• _Exercise inputs_:

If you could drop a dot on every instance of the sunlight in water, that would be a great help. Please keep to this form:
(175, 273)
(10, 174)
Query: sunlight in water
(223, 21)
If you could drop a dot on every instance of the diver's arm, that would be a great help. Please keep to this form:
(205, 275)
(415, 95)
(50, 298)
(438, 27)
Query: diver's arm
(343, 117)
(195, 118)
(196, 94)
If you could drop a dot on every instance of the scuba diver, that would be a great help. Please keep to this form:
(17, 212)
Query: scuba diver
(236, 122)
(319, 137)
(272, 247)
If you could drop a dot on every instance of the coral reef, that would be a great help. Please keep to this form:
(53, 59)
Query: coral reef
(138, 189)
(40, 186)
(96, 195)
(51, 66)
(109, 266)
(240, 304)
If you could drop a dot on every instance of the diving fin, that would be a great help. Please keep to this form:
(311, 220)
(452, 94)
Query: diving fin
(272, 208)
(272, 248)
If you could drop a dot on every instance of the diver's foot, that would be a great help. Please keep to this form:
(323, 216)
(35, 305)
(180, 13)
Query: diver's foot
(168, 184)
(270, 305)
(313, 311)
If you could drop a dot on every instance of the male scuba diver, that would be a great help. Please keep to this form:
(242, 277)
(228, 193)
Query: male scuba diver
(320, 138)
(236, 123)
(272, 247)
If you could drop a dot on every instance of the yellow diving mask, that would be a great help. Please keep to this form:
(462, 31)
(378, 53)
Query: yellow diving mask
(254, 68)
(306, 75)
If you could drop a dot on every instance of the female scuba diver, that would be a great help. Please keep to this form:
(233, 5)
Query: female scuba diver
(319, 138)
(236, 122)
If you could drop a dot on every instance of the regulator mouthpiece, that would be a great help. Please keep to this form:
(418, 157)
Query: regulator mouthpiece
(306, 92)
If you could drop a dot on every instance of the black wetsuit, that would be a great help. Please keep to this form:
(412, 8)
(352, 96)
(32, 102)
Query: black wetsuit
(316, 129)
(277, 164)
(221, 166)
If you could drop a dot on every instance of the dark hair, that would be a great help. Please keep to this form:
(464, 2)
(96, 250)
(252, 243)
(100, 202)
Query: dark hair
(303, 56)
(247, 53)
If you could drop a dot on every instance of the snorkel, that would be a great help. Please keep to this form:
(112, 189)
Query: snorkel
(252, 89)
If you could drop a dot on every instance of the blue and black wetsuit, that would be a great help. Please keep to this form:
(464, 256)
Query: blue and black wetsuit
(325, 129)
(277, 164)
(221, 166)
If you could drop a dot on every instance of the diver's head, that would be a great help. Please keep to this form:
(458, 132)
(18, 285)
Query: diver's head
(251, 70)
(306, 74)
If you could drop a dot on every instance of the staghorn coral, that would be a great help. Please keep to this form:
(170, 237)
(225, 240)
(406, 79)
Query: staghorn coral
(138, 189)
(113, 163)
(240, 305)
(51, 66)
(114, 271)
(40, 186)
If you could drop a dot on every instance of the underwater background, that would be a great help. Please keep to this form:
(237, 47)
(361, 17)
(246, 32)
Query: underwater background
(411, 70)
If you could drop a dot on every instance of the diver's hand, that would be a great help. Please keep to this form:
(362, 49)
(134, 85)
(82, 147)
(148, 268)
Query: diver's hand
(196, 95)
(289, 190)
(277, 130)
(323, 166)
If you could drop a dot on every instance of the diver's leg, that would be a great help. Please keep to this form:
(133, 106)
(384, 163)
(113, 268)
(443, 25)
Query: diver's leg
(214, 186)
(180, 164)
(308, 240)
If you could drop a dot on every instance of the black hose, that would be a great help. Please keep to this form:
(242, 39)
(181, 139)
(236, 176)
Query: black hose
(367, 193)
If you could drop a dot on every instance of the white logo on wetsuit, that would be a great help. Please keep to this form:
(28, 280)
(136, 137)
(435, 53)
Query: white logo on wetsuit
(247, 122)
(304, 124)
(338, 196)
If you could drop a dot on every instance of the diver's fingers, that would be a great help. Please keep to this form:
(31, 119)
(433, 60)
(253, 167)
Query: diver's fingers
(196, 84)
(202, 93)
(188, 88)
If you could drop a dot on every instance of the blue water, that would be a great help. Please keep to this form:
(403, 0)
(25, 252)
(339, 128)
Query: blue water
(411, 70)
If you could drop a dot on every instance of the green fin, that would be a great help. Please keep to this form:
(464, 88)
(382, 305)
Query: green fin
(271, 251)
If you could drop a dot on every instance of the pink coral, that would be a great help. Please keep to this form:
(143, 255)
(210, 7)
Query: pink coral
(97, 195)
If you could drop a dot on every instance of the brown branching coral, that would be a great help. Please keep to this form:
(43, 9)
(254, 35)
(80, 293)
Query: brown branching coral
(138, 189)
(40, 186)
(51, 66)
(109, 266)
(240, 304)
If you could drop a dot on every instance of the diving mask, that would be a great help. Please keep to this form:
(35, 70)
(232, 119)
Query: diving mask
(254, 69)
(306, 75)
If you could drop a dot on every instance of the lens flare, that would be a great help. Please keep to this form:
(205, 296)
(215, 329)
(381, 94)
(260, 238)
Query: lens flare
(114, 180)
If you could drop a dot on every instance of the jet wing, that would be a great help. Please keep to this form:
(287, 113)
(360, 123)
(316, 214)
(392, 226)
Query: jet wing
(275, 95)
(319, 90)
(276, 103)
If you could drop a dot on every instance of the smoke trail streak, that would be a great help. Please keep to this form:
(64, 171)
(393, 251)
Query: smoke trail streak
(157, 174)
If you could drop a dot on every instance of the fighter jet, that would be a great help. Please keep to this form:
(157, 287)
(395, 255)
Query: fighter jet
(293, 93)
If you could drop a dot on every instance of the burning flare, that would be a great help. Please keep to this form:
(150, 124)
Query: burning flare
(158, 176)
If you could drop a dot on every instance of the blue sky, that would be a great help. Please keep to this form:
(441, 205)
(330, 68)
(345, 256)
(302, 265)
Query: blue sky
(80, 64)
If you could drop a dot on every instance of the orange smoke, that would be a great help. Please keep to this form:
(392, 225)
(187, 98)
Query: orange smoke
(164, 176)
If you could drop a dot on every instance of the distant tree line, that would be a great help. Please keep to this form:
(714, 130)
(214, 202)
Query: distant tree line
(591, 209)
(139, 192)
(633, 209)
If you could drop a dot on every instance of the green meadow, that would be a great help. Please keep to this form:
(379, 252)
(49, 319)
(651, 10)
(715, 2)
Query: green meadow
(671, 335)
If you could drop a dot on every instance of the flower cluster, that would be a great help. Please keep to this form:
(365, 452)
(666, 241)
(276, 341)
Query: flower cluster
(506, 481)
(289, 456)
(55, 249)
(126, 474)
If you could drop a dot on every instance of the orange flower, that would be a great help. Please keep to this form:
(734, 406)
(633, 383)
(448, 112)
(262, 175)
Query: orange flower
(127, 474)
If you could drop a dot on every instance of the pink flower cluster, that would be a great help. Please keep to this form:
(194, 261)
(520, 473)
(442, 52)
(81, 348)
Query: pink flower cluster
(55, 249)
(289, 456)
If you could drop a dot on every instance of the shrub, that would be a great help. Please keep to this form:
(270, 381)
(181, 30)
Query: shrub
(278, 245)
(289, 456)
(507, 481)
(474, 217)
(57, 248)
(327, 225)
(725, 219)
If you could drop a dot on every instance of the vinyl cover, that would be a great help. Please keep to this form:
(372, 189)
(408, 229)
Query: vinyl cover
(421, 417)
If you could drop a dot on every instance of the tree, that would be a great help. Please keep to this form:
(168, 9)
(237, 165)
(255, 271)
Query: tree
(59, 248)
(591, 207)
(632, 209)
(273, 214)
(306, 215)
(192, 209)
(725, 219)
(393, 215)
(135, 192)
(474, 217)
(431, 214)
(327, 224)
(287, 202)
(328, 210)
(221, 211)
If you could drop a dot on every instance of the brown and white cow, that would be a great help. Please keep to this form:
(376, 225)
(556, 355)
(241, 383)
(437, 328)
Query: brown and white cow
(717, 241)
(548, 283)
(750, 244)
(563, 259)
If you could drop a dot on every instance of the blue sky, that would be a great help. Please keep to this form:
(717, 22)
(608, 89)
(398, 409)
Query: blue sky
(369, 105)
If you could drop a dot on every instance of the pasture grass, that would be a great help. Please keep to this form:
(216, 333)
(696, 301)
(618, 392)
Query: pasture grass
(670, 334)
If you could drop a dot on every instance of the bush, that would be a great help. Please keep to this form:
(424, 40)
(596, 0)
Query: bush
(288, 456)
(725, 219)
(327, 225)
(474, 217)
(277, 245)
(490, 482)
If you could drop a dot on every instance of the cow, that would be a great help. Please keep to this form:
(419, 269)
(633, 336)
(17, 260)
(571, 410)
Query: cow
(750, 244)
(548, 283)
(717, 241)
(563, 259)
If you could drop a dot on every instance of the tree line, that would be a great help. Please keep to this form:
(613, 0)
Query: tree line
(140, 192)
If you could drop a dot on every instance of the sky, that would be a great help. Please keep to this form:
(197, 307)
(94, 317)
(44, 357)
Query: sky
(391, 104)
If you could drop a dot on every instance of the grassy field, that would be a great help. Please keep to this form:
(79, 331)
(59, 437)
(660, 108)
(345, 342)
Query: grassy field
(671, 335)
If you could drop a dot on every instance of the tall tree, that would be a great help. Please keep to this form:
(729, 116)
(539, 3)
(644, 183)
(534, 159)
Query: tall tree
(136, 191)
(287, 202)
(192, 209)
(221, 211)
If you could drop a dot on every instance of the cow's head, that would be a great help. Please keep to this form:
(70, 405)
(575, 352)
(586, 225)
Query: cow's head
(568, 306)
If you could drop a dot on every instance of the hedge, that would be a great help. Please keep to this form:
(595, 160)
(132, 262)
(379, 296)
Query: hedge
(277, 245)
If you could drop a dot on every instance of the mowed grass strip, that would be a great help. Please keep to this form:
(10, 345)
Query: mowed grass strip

• _Aim of the task_: Filter on the word "mowed": copy each matching line from the entries above.

• _Written solution_:
If you could drop a dot on every instance of the mowed grass strip, that would be a great help. Please keep to this form:
Query: mowed grass strip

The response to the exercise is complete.